**Activity**
An exact copy of all entries is the expected answer.

(Referring expression pointing data)
----------------------------------------

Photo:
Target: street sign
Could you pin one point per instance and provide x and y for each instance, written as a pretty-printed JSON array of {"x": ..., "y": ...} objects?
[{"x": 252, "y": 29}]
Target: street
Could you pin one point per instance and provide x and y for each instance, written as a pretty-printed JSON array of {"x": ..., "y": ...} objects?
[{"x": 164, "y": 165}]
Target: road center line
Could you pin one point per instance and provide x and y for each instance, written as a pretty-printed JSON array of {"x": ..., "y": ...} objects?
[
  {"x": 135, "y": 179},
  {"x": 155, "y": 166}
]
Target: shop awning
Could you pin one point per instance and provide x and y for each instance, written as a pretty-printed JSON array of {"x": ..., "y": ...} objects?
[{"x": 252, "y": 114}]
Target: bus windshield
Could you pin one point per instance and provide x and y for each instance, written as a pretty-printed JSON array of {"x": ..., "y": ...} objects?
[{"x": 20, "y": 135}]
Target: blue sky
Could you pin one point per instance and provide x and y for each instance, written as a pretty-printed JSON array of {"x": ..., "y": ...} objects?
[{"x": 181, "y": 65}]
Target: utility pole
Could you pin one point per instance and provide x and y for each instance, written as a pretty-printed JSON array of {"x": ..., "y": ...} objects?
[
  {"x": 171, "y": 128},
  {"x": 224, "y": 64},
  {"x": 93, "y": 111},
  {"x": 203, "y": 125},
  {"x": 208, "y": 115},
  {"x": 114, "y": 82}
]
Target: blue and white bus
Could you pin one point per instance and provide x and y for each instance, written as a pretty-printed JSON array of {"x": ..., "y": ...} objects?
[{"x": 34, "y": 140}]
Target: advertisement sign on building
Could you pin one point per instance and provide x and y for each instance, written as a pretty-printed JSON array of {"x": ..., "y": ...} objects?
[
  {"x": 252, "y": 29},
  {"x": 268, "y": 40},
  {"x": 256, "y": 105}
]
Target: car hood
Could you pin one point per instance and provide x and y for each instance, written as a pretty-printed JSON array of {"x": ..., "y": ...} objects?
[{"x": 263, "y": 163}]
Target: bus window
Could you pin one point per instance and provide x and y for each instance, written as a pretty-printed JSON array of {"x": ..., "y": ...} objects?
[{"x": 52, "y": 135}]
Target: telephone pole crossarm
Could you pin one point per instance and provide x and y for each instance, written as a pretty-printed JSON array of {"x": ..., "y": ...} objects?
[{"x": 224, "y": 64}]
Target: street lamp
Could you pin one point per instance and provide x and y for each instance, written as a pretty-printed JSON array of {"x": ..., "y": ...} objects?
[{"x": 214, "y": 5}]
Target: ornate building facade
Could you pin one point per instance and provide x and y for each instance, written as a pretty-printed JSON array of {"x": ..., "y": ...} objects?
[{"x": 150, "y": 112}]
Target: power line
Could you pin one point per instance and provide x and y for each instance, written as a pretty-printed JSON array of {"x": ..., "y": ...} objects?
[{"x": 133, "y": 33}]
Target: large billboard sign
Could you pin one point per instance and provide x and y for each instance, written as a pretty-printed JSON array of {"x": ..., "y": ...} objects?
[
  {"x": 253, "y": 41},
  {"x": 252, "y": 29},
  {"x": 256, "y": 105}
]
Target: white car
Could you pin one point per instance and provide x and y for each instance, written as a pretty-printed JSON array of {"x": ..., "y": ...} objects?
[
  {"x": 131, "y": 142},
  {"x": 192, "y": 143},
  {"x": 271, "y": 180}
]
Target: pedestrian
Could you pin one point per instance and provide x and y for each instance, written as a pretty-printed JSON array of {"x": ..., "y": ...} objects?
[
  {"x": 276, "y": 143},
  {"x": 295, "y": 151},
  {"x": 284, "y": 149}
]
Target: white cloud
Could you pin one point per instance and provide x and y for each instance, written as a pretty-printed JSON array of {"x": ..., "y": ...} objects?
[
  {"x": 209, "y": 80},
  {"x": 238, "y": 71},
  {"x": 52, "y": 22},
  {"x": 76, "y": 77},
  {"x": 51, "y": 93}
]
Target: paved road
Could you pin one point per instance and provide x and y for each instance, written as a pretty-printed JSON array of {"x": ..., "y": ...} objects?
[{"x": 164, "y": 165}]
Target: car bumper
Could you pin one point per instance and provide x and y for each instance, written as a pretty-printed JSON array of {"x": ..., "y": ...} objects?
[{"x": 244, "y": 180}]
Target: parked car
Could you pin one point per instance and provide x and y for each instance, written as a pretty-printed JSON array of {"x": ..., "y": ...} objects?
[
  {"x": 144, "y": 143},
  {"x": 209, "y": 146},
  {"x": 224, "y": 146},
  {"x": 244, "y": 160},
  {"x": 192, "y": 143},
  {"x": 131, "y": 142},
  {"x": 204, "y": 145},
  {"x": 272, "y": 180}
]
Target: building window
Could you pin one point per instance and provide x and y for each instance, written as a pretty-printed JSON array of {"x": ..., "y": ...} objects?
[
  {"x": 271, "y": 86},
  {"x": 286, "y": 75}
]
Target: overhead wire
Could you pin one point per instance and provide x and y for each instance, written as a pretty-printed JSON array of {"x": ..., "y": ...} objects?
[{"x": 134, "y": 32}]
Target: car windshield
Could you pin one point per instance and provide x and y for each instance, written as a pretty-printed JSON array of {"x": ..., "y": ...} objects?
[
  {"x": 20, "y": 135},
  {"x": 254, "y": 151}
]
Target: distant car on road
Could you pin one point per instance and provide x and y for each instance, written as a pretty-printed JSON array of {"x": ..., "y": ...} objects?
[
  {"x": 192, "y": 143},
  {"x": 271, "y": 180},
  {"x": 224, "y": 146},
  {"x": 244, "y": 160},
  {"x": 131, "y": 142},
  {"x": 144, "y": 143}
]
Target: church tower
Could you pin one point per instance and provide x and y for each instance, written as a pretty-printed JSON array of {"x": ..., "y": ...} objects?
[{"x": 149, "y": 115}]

----------------------------------------

**Answer for this exercise**
Photo:
Target: street sign
Could you pin one point per instance and provide x and y for each instance, written as a pretty-printed JSON array of {"x": ..., "y": ...} objects?
[{"x": 252, "y": 29}]
Target: street
Could you pin one point per instance and provide x and y for each instance, written as a pretty-printed JSON array of {"x": ..., "y": ...} objects?
[{"x": 164, "y": 165}]
Target: road center line
Could you pin one point per instance and provide x and y for each instance, written as a pretty-printed JSON array of {"x": ..., "y": ...} objects?
[
  {"x": 135, "y": 179},
  {"x": 155, "y": 166}
]
Target: shop awning
Could you pin one point per instance and provide x and y for each instance, written as a pretty-printed JSON array of {"x": ..., "y": ...} objects?
[{"x": 252, "y": 114}]
Target: bus windshield
Could you pin one point per instance and provide x and y for each instance, written as a pretty-printed JSON array of {"x": ..., "y": ...} objects?
[{"x": 20, "y": 135}]
Target: blue sky
Could you pin one point per instance and provide x and y for each instance, written as a pretty-printed JSON array of {"x": ..., "y": ...} objects?
[{"x": 181, "y": 65}]
Target: utility pole
Could you pin one point per instance and provide x and y for each instance, written as a pretty-printed JSON array of {"x": ..., "y": ...} objects?
[
  {"x": 171, "y": 128},
  {"x": 224, "y": 64},
  {"x": 93, "y": 111},
  {"x": 203, "y": 125},
  {"x": 208, "y": 115},
  {"x": 114, "y": 82}
]
Target: blue and white bus
Could you pin one point per instance and provide x and y for each instance, written as a pretty-printed JSON array of {"x": ..., "y": ...} objects?
[{"x": 34, "y": 140}]
Target: advertisement sign on building
Could you pin one point per instance and provide x and y for each instance, written as a pretty-printed JSON array of {"x": ..., "y": ...} objects?
[
  {"x": 252, "y": 29},
  {"x": 268, "y": 40},
  {"x": 256, "y": 105}
]
Target: car hood
Could you pin one point per instance and provide x and y for each instance, written as a pretty-printed JSON array of {"x": ..., "y": ...} objects?
[{"x": 263, "y": 163}]
Target: bus window
Could you pin one point per instance and provide x and y for each instance, written as a pretty-printed JSON array of {"x": ..., "y": ...} objects?
[{"x": 52, "y": 135}]
Target: telephone pole crossarm
Could you pin one point per instance and provide x and y for each instance, written as a pretty-printed JSON array of {"x": ..., "y": ...} objects?
[{"x": 224, "y": 64}]
Target: street lamp
Could you pin one point per instance and provide x and y for each instance, written as a pretty-printed JSON array of {"x": ..., "y": ...} objects?
[{"x": 214, "y": 5}]
Target: ornate building facade
Could you pin one point per instance and provide x and y for each instance, written as a pretty-printed JSON array of {"x": ..., "y": ...} objects?
[{"x": 150, "y": 112}]
Target: power line
Could you pin one point per instance and provide x and y for each instance, written as a pretty-printed JSON array of {"x": ..., "y": ...} objects?
[{"x": 133, "y": 33}]
Target: large billboard sign
Could you pin one point per instance and provide x and y for each instance, written as a pretty-printed JSON array of {"x": ..., "y": ...} objects?
[
  {"x": 253, "y": 41},
  {"x": 252, "y": 29},
  {"x": 256, "y": 105}
]
Target: white car
Could you pin one point per instance and provide x and y for each instance, written as a pretty-printed JSON array of {"x": ..., "y": ...} objects?
[
  {"x": 131, "y": 142},
  {"x": 192, "y": 143},
  {"x": 271, "y": 180}
]
Target: pedestrian
Could you pin one point per instance and provide x and y for each instance, written as a pretty-printed JSON array of {"x": ..., "y": ...} objects?
[
  {"x": 276, "y": 143},
  {"x": 295, "y": 151},
  {"x": 284, "y": 149}
]
Target: white cloud
Could you pin one point per instance and provide x and y for each instance, written as a pretty-printed JSON array of {"x": ..., "y": ...} objects?
[
  {"x": 209, "y": 80},
  {"x": 238, "y": 71},
  {"x": 52, "y": 22},
  {"x": 76, "y": 77},
  {"x": 51, "y": 93}
]
Target: paved road
Could you pin one point per instance and provide x and y for each instance, written as a pretty-printed JSON array of {"x": ..., "y": ...} objects?
[{"x": 164, "y": 165}]
Target: car bumper
Could you pin one point per instance and provide x and y for each instance, written as a pretty-printed JSON array of {"x": ..., "y": ...} objects?
[{"x": 244, "y": 180}]
Target: parked car
Could you pin one point per instance and provide x and y for each instance, written as a pretty-printed JSON array of {"x": ..., "y": ...} objects?
[
  {"x": 144, "y": 143},
  {"x": 209, "y": 146},
  {"x": 224, "y": 146},
  {"x": 244, "y": 160},
  {"x": 192, "y": 143},
  {"x": 131, "y": 142},
  {"x": 204, "y": 145},
  {"x": 272, "y": 180}
]
Target: building window
Could you pin one point per instance and provide x and y for each instance, written as a pretty-printed JSON array of {"x": ..., "y": ...} objects?
[
  {"x": 271, "y": 86},
  {"x": 286, "y": 75}
]
Target: overhead wire
Could you pin one point per instance and provide x and y for each instance, written as a pretty-printed JSON array of {"x": ..., "y": ...} objects?
[{"x": 134, "y": 32}]
Target: car windshield
Could you pin one point per instance and provide x and y for each instance, written as a pretty-printed JSON array of {"x": ..., "y": ...} objects?
[
  {"x": 20, "y": 135},
  {"x": 254, "y": 151}
]
Target: distant car on road
Could you pin one point per instance and provide x and y for each instance, written as a pretty-printed JSON array of {"x": ..., "y": ...} objects?
[
  {"x": 192, "y": 143},
  {"x": 271, "y": 180},
  {"x": 224, "y": 146},
  {"x": 244, "y": 160},
  {"x": 131, "y": 142},
  {"x": 144, "y": 143}
]
Target: church tower
Could you pin one point per instance and provide x and y for each instance, written as a pretty-printed JSON array of {"x": ..., "y": ...} objects?
[{"x": 149, "y": 115}]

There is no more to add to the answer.